[[ Task input, beginning ]]

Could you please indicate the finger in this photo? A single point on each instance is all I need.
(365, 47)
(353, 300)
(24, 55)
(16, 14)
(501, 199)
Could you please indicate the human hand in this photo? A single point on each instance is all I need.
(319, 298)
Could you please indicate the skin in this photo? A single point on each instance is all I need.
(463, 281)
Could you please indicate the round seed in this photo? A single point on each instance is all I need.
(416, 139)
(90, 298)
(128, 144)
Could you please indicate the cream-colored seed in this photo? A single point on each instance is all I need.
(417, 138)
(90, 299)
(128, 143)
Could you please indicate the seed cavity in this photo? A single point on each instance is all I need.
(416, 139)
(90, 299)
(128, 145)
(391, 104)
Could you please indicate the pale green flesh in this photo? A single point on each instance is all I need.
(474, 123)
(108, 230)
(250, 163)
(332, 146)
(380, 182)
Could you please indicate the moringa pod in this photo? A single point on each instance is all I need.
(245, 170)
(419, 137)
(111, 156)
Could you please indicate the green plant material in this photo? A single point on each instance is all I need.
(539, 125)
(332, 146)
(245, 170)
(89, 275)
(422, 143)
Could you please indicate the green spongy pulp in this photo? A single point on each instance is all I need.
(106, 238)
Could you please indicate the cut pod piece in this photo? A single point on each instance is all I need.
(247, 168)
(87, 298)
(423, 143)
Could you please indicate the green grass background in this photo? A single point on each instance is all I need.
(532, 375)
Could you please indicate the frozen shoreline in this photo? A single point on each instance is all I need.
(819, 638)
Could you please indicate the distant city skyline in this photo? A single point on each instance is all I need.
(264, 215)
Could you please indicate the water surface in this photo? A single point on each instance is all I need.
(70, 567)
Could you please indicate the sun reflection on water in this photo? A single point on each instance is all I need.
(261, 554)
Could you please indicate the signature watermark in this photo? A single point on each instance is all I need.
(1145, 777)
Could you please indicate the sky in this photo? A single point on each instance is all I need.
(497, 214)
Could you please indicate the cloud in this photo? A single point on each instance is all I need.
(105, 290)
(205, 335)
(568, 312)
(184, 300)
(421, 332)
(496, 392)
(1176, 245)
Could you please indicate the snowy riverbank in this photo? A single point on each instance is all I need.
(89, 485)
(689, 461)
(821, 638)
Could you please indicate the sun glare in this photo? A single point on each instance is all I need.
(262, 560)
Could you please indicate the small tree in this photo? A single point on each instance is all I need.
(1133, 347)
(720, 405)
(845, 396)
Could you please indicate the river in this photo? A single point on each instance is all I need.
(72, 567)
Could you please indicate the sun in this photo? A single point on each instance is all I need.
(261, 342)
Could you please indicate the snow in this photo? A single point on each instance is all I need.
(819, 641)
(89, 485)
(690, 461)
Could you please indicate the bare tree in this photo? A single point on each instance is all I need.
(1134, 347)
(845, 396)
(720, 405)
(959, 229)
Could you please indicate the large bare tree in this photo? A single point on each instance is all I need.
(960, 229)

[[ Task input, end ]]

What you should do: Restate every record verbatim.

Answer section:
Could you please indicate the finger in this photo? A single point on each instance is all I need.
(365, 47)
(353, 300)
(24, 55)
(16, 14)
(501, 199)
Could you please indicate the human hand in this photo? A single point on each instance is all I need.
(319, 298)
Could you please indicate the skin in this photo? A single point on each instance is all I need.
(463, 281)
Could you please indicate the round seed in this photo? A single point on each instance is all I need.
(416, 139)
(90, 298)
(128, 144)
Could you please indicate the cream-colored seed in this photo? A single point on each instance is all I need.
(417, 138)
(90, 299)
(128, 143)
Could you please indicate the seed cavity in this photo? A single point on each instance is all I need.
(416, 139)
(90, 299)
(128, 145)
(391, 104)
Could you please indicate the pale green flesh in this photo? A single point on each instance is all I need.
(474, 123)
(108, 230)
(250, 163)
(332, 146)
(380, 182)
Could you please indicate the moringa pod in this photo? A single point on each instance is all I need.
(245, 170)
(419, 137)
(111, 156)
Could you please indicate the green plant material in this photo? A single point on each instance is all I need.
(539, 125)
(332, 146)
(245, 170)
(89, 275)
(422, 143)
Could you please indicate the green spongy pulp in this photo? A single point on each instance is all I need.
(106, 238)
Could you please indicate the cut pod piece in this photo? A single point on each instance is all I need.
(247, 168)
(87, 298)
(423, 143)
Could you please indicate the green grass background in this photo? A single point on each instance is all I need.
(532, 375)
Could you please indicate the frozen shoreline in this photo? A single point on each instance is all I need.
(819, 638)
Could you please indicate the distant city skyline in this photo? A single point on each instance is all I need.
(264, 215)
Could you please indicate the water surface in this photo? A single point on each instance is all I need.
(70, 567)
Could you please indicate the sun reflection on water in this photo? A single point on each instance is all I need.
(261, 554)
Could you please indicate the signature watermark in this photo? A single point on each instance is all I need.
(1145, 777)
Could you please indicate the sky in this photo? A single point on each instance is all I need.
(497, 214)
Could you please indicate the cloud in this photo? A single point on each instance is all I need.
(105, 290)
(205, 335)
(568, 312)
(184, 300)
(421, 332)
(496, 392)
(1176, 245)
Could you please indicate the snowy riverbank in this photo? A single point on each instance is all I need.
(89, 485)
(689, 461)
(821, 638)
Could you please indicate the sun glare in this photo? A single point on each instance is all I need.
(262, 560)
Could you please indicate the small tree in this photo? A single point on each instance is all I need.
(1133, 347)
(720, 405)
(845, 396)
Could you please indicate the river in this photo? A single point on each instance is all I need.
(72, 567)
Could you please indicate the sun in this photo? A single point on each instance is all I need.
(261, 342)
Could you please indicate the snow in this photo? A single point on each instance is all I need.
(819, 641)
(89, 485)
(690, 461)
Could you please indicate the bare tree in this photo? A single point on each instance is all I need.
(1134, 347)
(845, 396)
(720, 405)
(959, 229)
Could you please indicate the large bare tree in this photo? A single point on each instance is all I need.
(960, 229)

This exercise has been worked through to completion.